● **REQUIRED ACTION**: Search the material below for the word "blouse" and copy every line in which it occurs.

----

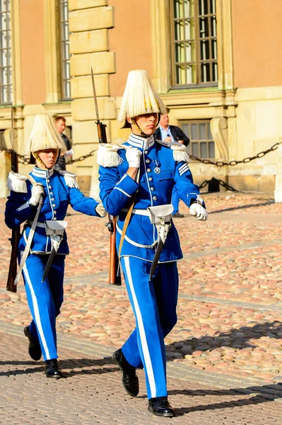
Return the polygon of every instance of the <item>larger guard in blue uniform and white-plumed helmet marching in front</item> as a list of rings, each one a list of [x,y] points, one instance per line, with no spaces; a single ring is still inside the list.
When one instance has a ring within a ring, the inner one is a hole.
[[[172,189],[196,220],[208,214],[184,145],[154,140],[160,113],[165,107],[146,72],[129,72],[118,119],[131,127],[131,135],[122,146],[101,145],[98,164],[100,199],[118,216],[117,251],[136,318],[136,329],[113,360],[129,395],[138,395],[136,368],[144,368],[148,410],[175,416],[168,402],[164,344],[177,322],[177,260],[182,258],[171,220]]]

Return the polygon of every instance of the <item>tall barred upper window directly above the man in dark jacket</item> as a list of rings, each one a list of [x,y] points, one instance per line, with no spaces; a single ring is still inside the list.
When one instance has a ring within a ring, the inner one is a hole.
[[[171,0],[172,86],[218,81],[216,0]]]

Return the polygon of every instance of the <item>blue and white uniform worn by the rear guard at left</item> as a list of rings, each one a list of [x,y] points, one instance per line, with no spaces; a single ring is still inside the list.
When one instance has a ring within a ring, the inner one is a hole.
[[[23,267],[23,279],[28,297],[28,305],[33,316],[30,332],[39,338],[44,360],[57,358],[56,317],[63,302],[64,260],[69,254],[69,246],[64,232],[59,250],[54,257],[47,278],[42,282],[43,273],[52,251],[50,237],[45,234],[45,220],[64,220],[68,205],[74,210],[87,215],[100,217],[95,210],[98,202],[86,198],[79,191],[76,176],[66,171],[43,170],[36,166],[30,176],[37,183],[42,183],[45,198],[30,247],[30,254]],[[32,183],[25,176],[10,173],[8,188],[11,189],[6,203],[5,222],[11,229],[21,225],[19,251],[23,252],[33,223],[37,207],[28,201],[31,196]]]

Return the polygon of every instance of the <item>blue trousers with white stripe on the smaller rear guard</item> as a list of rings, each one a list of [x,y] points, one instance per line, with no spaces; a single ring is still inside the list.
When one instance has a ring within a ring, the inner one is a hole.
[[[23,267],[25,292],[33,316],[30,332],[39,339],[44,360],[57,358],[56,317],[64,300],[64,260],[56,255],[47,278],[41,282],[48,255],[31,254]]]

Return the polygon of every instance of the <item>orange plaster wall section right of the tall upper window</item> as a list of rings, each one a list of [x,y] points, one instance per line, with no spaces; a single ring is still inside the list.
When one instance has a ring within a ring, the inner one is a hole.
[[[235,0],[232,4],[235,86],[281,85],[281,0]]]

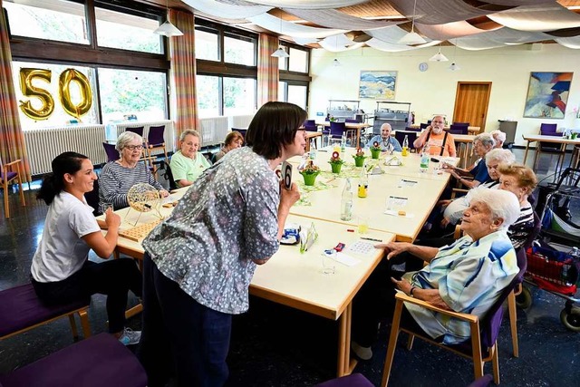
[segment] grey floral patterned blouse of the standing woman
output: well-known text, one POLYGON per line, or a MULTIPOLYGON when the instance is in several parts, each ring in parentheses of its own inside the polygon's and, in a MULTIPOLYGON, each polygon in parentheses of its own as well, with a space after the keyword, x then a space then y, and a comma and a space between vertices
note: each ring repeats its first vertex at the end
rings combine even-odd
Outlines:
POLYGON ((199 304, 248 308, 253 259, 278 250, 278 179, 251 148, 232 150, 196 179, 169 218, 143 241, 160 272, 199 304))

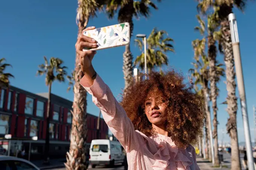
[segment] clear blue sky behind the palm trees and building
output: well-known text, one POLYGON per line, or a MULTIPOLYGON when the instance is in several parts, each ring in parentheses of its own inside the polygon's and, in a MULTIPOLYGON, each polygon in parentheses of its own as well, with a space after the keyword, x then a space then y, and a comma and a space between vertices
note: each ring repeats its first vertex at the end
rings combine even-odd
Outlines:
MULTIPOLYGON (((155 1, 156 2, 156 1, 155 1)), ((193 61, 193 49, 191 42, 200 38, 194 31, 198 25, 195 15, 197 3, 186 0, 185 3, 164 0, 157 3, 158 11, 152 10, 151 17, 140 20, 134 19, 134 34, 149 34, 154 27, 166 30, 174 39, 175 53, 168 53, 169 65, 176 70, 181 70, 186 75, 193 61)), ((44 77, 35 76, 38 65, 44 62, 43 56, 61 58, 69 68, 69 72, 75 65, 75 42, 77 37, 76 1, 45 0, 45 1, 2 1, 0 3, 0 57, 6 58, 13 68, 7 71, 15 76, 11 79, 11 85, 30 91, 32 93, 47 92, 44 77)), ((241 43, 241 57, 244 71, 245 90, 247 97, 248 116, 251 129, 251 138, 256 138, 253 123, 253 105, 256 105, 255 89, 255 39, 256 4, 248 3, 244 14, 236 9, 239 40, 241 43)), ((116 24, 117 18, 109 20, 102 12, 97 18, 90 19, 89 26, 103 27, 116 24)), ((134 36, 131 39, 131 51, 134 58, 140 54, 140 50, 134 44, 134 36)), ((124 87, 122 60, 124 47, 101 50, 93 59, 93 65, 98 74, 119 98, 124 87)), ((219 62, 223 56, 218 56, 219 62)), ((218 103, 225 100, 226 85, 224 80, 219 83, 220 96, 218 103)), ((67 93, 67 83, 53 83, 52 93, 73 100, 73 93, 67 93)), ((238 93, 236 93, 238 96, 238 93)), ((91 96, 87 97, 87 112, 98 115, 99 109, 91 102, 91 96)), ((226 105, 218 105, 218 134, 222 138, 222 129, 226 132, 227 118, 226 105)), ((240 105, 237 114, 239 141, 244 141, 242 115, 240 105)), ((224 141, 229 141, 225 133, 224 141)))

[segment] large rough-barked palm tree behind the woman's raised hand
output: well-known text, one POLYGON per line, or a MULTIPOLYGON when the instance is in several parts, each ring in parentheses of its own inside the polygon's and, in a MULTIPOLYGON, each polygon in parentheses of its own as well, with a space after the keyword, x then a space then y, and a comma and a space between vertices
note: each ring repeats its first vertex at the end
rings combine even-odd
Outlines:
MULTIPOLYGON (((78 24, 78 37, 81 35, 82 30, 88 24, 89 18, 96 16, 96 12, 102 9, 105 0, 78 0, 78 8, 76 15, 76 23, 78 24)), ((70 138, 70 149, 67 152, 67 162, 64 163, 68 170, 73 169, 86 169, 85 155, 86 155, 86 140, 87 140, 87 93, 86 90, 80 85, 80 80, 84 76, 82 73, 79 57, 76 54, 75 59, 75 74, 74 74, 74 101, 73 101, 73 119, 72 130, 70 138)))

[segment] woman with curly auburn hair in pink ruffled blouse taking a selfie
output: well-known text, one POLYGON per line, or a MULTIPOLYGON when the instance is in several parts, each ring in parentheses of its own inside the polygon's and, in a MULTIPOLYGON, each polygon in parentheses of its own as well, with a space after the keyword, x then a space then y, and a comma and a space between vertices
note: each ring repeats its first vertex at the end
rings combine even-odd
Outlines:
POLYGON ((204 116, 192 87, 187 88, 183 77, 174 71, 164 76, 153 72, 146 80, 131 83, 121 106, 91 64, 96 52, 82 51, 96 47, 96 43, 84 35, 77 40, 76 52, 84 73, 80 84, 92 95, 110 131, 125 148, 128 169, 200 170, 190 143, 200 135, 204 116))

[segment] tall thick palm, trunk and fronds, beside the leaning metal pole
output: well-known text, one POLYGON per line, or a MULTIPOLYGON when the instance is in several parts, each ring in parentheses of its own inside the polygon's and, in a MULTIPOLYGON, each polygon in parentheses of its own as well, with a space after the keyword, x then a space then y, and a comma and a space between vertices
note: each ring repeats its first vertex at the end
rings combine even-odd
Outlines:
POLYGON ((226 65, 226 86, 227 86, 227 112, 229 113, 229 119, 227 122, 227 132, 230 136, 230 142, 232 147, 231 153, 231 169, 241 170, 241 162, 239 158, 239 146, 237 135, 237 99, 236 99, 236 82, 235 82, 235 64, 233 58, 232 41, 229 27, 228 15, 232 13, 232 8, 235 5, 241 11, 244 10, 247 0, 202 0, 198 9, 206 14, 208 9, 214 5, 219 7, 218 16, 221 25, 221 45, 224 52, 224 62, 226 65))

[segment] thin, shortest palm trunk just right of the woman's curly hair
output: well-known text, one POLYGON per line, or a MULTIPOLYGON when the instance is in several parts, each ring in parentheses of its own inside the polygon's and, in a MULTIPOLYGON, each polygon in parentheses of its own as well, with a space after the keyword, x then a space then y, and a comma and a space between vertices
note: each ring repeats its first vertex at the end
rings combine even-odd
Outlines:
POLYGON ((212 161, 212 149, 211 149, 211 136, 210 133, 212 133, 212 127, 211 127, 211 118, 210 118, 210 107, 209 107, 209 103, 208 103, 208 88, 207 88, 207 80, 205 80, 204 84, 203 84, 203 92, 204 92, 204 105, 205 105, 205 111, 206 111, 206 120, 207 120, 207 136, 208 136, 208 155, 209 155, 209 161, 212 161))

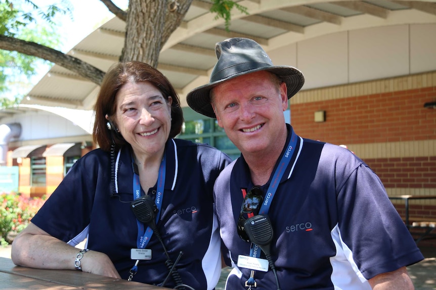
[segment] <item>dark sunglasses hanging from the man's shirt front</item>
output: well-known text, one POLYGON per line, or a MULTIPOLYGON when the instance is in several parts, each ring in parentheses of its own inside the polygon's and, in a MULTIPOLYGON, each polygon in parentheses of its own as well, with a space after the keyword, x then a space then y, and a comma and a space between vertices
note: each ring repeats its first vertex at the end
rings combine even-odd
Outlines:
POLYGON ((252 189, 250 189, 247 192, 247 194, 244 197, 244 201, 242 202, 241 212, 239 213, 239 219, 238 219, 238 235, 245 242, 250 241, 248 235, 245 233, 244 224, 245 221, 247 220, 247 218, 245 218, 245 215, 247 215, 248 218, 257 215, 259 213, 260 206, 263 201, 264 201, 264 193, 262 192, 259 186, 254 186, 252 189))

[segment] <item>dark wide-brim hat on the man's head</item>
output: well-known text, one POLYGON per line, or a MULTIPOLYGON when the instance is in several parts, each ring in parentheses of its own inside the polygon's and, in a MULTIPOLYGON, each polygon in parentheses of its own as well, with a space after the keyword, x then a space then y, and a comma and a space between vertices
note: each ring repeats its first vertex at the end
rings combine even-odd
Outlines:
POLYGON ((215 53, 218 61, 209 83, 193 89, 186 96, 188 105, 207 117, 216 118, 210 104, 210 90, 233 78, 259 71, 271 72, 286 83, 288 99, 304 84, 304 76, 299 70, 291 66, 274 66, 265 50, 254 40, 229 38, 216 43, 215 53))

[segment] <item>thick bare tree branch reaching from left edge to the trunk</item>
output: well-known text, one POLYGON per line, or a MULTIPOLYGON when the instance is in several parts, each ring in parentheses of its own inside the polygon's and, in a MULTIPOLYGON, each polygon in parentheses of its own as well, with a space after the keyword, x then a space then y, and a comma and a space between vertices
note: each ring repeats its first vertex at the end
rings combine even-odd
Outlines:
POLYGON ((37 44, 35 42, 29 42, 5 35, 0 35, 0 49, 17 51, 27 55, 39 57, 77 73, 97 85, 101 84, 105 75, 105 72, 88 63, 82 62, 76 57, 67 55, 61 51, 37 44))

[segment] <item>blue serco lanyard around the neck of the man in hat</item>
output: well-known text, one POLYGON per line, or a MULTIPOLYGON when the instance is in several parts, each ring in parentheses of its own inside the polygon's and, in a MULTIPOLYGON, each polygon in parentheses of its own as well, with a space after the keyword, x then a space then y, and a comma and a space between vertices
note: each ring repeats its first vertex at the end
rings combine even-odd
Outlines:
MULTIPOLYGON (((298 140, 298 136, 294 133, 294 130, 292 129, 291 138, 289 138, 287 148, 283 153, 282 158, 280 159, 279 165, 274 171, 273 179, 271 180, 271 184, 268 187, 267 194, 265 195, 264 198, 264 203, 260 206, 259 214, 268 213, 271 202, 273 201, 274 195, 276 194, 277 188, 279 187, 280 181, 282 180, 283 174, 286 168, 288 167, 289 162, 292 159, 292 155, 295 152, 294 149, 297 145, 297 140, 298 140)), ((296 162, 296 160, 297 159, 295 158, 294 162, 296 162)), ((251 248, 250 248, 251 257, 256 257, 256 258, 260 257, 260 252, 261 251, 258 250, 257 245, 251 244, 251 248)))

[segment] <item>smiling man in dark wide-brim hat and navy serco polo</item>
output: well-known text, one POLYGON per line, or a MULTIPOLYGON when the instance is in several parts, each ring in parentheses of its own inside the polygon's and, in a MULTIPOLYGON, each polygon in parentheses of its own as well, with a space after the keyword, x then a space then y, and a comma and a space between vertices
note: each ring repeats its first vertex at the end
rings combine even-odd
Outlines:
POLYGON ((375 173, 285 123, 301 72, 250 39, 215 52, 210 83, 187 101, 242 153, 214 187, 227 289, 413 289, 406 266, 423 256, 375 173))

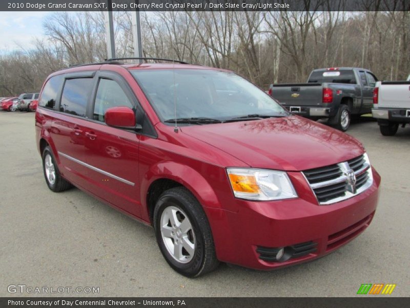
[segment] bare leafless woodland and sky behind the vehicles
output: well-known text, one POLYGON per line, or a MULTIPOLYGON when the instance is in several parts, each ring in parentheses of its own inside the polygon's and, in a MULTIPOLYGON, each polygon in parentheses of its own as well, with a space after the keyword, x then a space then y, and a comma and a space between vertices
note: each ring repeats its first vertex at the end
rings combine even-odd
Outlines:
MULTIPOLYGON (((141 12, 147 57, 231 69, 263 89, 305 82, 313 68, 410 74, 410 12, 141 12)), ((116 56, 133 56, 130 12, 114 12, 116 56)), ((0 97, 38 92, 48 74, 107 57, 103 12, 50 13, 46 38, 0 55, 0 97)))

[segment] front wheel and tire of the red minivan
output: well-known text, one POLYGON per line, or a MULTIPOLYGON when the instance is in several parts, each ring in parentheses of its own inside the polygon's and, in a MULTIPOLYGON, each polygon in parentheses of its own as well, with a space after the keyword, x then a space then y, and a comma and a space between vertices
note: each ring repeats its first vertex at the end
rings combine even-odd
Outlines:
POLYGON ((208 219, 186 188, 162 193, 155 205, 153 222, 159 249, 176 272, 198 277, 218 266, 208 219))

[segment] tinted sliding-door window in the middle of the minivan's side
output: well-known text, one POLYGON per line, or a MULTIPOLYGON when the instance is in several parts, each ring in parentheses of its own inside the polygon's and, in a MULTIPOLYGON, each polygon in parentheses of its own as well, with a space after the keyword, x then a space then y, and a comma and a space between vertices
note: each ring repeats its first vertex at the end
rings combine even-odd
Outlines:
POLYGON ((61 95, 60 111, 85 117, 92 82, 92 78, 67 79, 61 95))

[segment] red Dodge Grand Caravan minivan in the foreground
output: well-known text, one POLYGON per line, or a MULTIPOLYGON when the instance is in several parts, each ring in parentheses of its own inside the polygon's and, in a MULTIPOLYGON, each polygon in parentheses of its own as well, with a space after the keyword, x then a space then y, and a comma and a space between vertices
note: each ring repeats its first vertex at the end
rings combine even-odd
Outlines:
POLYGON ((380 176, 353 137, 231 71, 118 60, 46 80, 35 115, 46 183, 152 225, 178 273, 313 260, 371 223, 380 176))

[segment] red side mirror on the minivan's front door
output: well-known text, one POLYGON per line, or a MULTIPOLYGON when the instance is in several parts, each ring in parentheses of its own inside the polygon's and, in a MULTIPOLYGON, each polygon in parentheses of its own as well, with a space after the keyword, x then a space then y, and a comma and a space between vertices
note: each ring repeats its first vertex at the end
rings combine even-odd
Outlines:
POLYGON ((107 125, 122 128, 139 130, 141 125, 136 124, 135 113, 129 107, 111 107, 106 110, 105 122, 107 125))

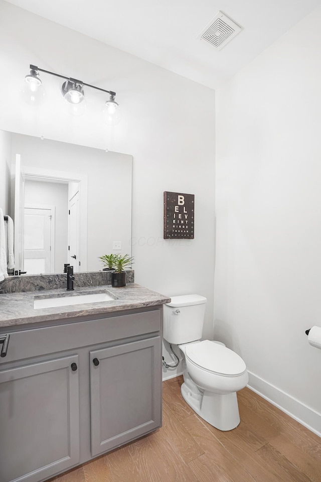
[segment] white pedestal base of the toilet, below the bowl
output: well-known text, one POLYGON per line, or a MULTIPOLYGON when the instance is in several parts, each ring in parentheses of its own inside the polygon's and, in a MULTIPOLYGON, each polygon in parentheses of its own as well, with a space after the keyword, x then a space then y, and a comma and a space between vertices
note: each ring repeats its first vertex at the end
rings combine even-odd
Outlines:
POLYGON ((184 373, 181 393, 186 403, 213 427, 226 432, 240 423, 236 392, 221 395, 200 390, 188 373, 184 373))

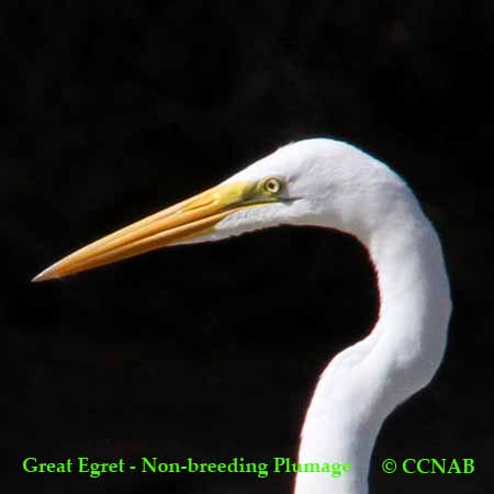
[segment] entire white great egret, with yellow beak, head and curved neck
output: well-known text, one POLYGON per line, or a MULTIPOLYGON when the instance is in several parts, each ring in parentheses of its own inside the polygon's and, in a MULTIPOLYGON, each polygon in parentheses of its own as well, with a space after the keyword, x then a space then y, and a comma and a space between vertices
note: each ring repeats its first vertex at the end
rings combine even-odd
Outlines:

----

● **EXPECTED ANSWER**:
[segment] grey floral patterned blouse of the standing woman
[segment] woman with curly auburn hair in pink ruffled blouse taking a selfie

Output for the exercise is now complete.